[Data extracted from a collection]
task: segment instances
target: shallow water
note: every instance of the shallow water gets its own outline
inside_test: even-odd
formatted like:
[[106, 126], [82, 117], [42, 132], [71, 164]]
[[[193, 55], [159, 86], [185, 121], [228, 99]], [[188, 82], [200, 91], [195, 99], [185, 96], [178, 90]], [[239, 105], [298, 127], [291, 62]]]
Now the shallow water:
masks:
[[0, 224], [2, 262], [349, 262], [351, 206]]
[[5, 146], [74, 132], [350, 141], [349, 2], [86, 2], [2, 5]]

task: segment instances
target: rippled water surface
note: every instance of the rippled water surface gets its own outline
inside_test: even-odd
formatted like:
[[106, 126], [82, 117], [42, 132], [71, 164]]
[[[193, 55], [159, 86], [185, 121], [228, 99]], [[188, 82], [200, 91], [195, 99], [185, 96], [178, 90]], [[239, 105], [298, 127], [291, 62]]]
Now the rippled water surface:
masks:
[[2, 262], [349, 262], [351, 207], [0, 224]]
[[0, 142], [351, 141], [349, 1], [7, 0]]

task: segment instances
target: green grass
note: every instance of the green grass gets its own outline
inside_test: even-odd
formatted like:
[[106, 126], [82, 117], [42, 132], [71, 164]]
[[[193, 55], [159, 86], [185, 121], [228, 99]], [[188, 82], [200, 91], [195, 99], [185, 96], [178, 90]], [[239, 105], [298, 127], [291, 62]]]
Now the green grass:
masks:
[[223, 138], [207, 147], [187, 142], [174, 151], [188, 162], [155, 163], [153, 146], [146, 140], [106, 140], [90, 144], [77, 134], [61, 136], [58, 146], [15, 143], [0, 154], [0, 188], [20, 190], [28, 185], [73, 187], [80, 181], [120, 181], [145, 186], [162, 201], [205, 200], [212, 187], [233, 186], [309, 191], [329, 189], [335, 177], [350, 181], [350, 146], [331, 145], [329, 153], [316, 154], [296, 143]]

__Short task__: Give these lines as a JSON list of strings, one string per line, with blank lines left out.

__Correct response__:
[
  "task: segment instances",
  "target: shallow water",
  "note: every instance of the shallow water gets its own outline",
  "inside_test: even-odd",
  "formatted like:",
  "[[106, 126], [82, 117], [42, 132], [71, 164]]",
  "[[[193, 55], [159, 86], [185, 121], [228, 99]], [[188, 82], [200, 91], [195, 99], [185, 96], [178, 90]], [[239, 105], [298, 127], [291, 62]]]",
  "Now the shallow water:",
  "masks:",
  "[[0, 224], [2, 262], [349, 262], [351, 206]]",
  "[[5, 146], [74, 132], [350, 141], [349, 2], [86, 2], [2, 5]]",
  "task: segment instances",
  "target: rippled water surface",
  "note: every instance of the rippled water surface gets its own outline",
  "inside_test: even-odd",
  "formatted like:",
  "[[106, 126], [82, 117], [42, 132], [71, 164]]",
  "[[[193, 55], [159, 86], [185, 121], [228, 99]], [[188, 82], [200, 91], [195, 99], [185, 96], [178, 90]], [[239, 105], [298, 127], [291, 62]]]",
  "Now the rippled water surface:",
  "masks:",
  "[[2, 262], [349, 262], [351, 207], [0, 224]]",
  "[[0, 142], [351, 141], [349, 1], [7, 0]]",
  "task: segment instances",
  "target: green grass",
  "note: every instance of the green grass gets its own outline",
  "inside_test: even-odd",
  "formatted like:",
  "[[106, 126], [82, 117], [42, 132], [71, 164]]",
  "[[[193, 55], [159, 86], [185, 121], [228, 99]], [[188, 82], [200, 91], [195, 99], [185, 96], [178, 90]], [[239, 105], [298, 127], [291, 62]]]",
  "Now the green grass:",
  "masks:",
  "[[223, 138], [207, 147], [187, 142], [174, 151], [188, 162], [155, 163], [153, 146], [146, 140], [106, 140], [90, 144], [77, 134], [61, 136], [58, 146], [15, 143], [0, 154], [0, 188], [20, 190], [28, 185], [73, 187], [80, 181], [120, 181], [145, 186], [162, 201], [205, 200], [212, 187], [233, 186], [309, 191], [329, 189], [335, 177], [350, 181], [350, 146], [331, 145], [329, 153], [316, 154], [296, 143]]"
]